- What the exercise asks: Copy out all lines of the listing below that hold "positive".

# # #

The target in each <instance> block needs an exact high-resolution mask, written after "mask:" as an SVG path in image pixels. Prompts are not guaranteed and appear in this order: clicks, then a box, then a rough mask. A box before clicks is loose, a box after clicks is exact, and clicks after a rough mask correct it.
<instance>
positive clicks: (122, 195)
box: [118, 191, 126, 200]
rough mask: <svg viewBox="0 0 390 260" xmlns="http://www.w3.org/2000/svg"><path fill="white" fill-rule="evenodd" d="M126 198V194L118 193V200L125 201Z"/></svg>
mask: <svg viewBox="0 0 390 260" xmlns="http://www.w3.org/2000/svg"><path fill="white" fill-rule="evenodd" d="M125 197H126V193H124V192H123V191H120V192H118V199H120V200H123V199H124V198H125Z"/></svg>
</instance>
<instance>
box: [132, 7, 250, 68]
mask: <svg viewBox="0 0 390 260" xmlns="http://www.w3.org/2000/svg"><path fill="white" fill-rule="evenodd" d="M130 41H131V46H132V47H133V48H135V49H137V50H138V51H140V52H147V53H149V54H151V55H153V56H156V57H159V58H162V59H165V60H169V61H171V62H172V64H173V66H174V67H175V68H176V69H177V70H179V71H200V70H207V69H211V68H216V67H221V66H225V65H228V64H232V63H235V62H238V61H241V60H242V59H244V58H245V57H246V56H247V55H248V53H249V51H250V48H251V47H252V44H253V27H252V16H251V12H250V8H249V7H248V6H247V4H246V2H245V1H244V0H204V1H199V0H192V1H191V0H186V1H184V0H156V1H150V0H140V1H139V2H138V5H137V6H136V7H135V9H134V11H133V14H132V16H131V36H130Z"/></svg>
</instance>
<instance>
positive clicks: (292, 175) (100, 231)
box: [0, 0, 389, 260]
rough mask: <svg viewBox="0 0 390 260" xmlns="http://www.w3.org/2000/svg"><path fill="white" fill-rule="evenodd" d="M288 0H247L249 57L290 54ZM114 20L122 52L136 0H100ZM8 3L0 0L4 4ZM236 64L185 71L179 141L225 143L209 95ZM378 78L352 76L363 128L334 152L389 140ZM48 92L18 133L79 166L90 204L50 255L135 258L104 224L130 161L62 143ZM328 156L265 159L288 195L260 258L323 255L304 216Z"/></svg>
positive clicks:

# # #

- Written response:
positive clicks: (122, 195)
positive clicks: (292, 175) (100, 231)
positive clicks:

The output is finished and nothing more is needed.